*** Opening PROVIDED INFORMATION ***

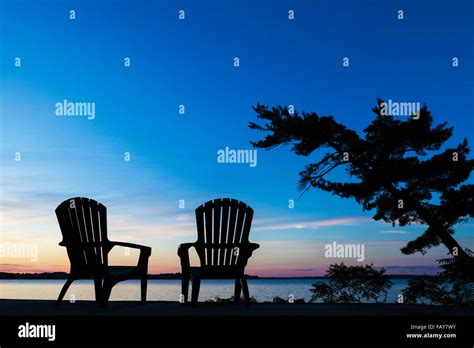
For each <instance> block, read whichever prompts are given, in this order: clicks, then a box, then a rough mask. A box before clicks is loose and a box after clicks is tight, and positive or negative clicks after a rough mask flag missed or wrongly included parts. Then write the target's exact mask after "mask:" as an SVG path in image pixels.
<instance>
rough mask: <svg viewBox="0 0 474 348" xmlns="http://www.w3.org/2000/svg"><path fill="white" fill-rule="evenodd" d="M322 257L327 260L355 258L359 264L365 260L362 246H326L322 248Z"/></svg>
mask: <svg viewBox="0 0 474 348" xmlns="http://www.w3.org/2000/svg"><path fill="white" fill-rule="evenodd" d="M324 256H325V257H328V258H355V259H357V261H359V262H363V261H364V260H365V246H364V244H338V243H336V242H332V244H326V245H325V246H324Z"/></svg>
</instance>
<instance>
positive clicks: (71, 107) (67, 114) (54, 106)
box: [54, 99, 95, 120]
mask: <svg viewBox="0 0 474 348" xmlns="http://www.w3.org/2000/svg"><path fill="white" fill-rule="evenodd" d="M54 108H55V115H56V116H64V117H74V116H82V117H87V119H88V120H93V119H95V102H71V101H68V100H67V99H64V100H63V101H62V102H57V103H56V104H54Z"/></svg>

*** Closing PROVIDED INFORMATION ***
*** Opening PROVIDED INFORMATION ***

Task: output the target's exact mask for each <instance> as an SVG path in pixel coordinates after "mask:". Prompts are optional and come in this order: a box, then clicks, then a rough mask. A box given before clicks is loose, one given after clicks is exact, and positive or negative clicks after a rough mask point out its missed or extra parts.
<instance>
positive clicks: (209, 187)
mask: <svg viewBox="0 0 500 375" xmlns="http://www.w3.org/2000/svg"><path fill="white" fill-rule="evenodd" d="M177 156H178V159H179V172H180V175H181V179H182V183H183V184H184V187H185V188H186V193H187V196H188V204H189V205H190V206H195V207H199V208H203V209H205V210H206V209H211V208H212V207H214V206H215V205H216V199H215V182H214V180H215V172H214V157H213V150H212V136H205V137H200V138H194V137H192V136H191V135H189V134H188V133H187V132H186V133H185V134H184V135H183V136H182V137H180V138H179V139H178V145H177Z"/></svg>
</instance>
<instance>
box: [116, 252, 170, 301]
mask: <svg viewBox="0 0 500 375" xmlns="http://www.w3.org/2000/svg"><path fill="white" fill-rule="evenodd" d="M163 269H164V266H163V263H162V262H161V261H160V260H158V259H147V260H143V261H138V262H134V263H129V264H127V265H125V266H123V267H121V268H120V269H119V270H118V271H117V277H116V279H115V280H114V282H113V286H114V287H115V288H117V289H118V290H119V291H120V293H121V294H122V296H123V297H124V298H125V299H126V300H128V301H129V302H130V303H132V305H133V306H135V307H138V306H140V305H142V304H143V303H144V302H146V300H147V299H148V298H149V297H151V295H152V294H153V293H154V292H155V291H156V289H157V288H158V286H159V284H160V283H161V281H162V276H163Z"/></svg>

*** Closing PROVIDED INFORMATION ***
*** Opening PROVIDED INFORMATION ***

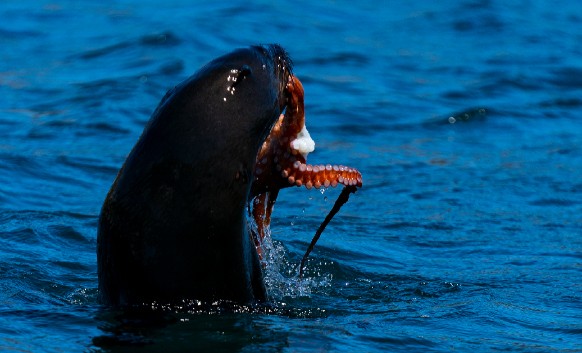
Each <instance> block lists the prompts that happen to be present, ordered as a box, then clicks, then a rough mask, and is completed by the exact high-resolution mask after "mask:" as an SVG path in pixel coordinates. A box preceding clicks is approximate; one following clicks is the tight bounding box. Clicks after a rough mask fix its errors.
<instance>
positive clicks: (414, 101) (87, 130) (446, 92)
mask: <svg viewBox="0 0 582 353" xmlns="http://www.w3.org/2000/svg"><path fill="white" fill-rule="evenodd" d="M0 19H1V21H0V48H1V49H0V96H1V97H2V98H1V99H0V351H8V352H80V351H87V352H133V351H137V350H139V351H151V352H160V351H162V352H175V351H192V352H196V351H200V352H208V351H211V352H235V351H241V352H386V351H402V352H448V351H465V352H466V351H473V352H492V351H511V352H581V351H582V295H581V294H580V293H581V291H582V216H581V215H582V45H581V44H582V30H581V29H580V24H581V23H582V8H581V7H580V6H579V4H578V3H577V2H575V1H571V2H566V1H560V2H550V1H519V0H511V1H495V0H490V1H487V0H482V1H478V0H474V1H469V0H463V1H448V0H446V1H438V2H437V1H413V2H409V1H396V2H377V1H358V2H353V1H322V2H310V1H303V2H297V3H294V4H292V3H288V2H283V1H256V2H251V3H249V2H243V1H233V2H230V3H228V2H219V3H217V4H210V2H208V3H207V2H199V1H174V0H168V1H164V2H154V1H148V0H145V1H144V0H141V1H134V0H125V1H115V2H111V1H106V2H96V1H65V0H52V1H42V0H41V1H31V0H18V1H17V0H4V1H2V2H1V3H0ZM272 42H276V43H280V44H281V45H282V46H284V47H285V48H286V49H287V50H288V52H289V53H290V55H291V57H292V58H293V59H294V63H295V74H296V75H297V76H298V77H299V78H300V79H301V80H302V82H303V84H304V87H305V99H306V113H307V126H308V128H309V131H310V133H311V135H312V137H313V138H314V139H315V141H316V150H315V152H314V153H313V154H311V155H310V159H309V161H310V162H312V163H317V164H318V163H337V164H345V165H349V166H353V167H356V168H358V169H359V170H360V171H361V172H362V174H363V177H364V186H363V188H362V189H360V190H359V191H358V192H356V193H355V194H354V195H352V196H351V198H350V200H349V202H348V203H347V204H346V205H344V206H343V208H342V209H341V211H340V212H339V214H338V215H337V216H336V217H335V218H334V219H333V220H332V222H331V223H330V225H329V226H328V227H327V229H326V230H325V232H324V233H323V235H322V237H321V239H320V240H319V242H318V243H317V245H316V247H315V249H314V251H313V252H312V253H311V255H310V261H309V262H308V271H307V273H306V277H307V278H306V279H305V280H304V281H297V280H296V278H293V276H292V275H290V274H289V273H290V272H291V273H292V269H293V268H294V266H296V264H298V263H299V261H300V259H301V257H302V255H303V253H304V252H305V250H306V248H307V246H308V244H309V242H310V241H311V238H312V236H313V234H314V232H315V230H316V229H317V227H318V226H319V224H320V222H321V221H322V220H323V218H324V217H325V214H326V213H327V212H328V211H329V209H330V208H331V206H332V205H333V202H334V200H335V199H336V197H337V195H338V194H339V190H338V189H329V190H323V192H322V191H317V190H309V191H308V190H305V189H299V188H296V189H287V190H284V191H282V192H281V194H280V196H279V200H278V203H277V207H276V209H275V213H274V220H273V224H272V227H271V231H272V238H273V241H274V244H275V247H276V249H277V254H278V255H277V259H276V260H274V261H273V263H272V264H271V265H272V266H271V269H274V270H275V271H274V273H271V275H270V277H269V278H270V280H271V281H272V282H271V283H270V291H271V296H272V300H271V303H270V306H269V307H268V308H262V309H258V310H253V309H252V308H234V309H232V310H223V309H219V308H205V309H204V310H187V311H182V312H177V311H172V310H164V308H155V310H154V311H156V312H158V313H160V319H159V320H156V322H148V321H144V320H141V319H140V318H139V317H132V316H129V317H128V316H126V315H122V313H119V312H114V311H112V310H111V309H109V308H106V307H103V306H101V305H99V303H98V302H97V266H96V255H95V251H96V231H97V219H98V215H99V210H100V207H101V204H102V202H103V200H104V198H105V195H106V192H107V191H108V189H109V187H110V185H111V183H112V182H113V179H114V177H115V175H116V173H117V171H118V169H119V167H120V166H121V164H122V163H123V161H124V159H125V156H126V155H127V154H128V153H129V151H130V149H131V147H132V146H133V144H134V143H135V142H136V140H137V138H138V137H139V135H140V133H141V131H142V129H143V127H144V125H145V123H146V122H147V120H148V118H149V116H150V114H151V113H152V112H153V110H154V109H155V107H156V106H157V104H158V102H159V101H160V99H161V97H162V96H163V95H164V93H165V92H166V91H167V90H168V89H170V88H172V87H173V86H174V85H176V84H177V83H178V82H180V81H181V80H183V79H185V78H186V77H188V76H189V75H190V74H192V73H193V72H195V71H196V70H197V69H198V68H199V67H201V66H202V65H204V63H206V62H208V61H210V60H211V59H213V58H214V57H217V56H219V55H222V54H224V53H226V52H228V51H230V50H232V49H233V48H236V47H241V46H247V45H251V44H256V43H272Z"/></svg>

*** Closing PROVIDED INFORMATION ***

→ TASK BRIEF
Identify every line in the data that contains the string "happen", treating uppercase and lowercase as different, and copy each of those lines.

→ FINAL ANSWER
Each <instance> block lists the prompts that happen to be present, ordered as a box, then clicks, then a rough mask, and is completed by the exact high-resolution mask after "mask:" as an SVG path in pixel coordinates. A box preceding clicks is approximate; one following clicks is the tight bounding box. Clicks after a rough mask fix its errors.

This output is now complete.